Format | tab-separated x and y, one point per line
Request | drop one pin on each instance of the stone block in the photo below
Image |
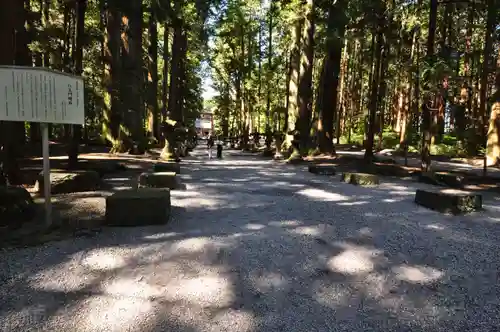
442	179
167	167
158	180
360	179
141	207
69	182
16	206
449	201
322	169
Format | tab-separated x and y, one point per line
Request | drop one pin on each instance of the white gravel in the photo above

──────────────────────────────

** GOAL OF THE EXERCISE **
List each line of the data above that includes the word "Request", with case counting.

** WRITTEN RESPONSE **
Request | drop one pin on each instance of the stone block in the photo below
Request | drop one pin on each instance of the white gravel in the photo above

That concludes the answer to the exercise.